**OBJECTIVE:** Reproduce every one of the following records verbatim, altering nothing in any line.

**RECORDS TO PROCESS:**
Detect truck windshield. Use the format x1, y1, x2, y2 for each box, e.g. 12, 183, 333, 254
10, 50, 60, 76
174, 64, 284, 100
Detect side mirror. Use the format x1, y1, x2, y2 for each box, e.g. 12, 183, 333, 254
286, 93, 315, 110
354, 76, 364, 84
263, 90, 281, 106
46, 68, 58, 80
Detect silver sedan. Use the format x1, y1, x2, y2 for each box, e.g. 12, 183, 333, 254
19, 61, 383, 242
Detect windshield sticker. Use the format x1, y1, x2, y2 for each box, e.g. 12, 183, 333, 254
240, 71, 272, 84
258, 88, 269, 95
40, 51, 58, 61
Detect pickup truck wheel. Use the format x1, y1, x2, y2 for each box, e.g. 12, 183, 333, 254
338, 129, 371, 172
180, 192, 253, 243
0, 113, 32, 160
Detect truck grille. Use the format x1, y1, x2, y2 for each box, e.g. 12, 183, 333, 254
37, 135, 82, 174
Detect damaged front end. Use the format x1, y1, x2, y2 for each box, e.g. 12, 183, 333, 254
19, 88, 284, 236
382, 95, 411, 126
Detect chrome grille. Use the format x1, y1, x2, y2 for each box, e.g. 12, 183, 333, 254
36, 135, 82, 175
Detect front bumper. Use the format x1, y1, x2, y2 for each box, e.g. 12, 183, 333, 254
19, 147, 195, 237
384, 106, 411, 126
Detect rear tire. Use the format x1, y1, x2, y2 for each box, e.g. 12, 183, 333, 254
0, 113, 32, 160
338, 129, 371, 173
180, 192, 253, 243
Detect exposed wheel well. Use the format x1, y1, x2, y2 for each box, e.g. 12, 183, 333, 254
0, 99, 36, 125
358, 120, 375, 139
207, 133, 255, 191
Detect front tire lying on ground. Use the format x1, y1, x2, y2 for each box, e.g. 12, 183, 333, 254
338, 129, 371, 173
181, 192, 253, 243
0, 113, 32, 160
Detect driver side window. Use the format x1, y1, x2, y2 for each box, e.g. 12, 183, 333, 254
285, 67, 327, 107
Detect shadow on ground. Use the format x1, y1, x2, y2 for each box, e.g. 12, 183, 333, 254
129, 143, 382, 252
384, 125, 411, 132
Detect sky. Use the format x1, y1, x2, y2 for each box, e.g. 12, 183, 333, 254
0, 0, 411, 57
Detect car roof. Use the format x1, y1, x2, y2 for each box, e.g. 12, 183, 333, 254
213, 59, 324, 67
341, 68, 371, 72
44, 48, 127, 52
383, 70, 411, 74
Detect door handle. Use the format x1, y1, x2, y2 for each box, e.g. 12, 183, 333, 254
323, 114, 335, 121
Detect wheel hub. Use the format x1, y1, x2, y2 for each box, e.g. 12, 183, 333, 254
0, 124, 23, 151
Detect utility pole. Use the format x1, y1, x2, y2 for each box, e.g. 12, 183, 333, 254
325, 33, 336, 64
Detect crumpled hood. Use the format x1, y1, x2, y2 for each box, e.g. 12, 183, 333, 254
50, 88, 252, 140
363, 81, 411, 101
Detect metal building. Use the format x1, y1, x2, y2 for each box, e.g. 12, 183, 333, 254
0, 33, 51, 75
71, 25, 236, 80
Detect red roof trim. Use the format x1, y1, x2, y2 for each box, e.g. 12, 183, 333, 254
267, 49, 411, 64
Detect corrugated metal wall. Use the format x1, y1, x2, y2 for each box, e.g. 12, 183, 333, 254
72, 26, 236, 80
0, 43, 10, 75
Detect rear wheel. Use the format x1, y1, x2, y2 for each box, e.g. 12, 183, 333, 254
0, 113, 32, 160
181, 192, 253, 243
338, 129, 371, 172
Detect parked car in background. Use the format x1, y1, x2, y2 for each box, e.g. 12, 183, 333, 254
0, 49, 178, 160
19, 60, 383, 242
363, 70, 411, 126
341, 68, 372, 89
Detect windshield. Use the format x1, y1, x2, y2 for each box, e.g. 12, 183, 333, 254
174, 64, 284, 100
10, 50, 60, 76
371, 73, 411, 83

**REPLY:**
Detect truck windshield. Use the format x1, y1, x2, y2 for each box, e.g. 12, 183, 333, 254
10, 50, 60, 76
174, 64, 284, 100
Detect side mirror. Use the format x1, y1, x2, y2 for each box, e.g. 12, 183, 333, 254
286, 93, 315, 110
354, 76, 364, 84
263, 90, 281, 106
46, 68, 58, 80
Detect silver sedan. Use the format x1, y1, x2, y2 for each box, e.g. 12, 183, 333, 254
19, 61, 383, 242
Detect windshield sticker. Use the format x1, y1, x2, y2 for each box, e.g. 12, 183, 333, 254
240, 71, 272, 84
258, 88, 269, 95
40, 51, 58, 61
Detect pickup truck wheel. Use the format x1, y1, x2, y2 for each box, e.g. 12, 183, 333, 254
338, 129, 371, 172
180, 192, 253, 243
0, 113, 32, 160
Detect truck grille. Use the format x1, y1, x2, y2 for each box, e.g. 12, 183, 333, 254
37, 135, 82, 174
Detect damaged front end. Use the format x1, y1, x2, y2 for each box, e.g. 12, 183, 333, 254
19, 88, 284, 236
382, 95, 411, 126
Detect chrome grille. Use the format x1, y1, x2, y2 for each box, e.g. 12, 183, 333, 254
36, 135, 82, 175
Detect front bumper. Use the format x1, y1, x2, y2 for each box, e.g. 12, 183, 333, 254
19, 147, 195, 237
384, 106, 411, 126
Detect rear tire. Use the format x1, y1, x2, y2 for each box, e.g. 12, 183, 333, 254
0, 113, 32, 160
338, 129, 371, 173
180, 192, 253, 243
Detect exposed wheel well. Use the format x1, y1, x2, y2 for each box, e.g. 12, 183, 333, 254
0, 99, 36, 125
358, 120, 375, 139
207, 133, 255, 191
Detect front tire lying on ground. Use the format x1, y1, x2, y2 for each box, e.g. 12, 183, 333, 254
338, 129, 371, 173
181, 192, 253, 243
0, 113, 32, 160
Detect driver side window. Use the format x1, y1, x2, y2 for each box, e.g. 12, 183, 333, 254
285, 67, 327, 107
Detect shadow on ground. Use the format x1, y1, x2, y2 for each box, e.g. 12, 183, 333, 254
129, 143, 382, 252
384, 125, 411, 132
Detect sky. Use the format x1, y1, x2, y2 for each box, e.g. 12, 183, 333, 254
0, 0, 411, 57
Detect car roof. Use the format x1, y1, x2, y2 for each box, e.g. 12, 183, 333, 254
213, 59, 324, 67
341, 68, 371, 72
44, 48, 127, 52
383, 70, 411, 74
Detect door handle. Use the format x1, y1, x2, y2 for each box, e.g. 12, 183, 333, 254
323, 114, 335, 121
Detect wheel hub. Use the format x1, y1, x2, y2 for each box, e.g. 12, 183, 333, 254
0, 124, 23, 151
Detect utility pole. Use the format x1, y1, x2, y2 for each box, e.g. 12, 183, 333, 254
325, 33, 336, 64
Detect crumpled hood. Use the format x1, y1, x2, y2 for each box, e.g. 12, 183, 333, 254
50, 88, 252, 140
363, 81, 411, 101
Detect metal building. Use the format x1, y1, x2, y2 for each box, e.g. 12, 183, 333, 254
0, 33, 51, 75
71, 25, 236, 80
Detect red roof trim. Use the format x1, y1, x2, y2 for each box, e.g. 12, 183, 333, 254
267, 49, 411, 64
Detect corrugated metal wall. Use the format x1, y1, x2, y2 for each box, e.g. 12, 183, 333, 254
72, 26, 236, 80
0, 43, 10, 75
Detect rear wheel. Use the format x1, y1, x2, y2 for each box, e.g. 12, 183, 333, 254
0, 113, 32, 160
181, 192, 253, 243
338, 129, 371, 172
Detect parked car in background. Use the format x1, y1, x2, y2 for each box, e.g. 12, 183, 333, 254
0, 49, 178, 160
19, 60, 383, 242
363, 70, 411, 126
341, 68, 372, 89
Detect windshield. Use the format x1, y1, x2, y2 for each box, e.g. 12, 183, 333, 254
174, 64, 284, 100
10, 50, 60, 76
371, 73, 411, 83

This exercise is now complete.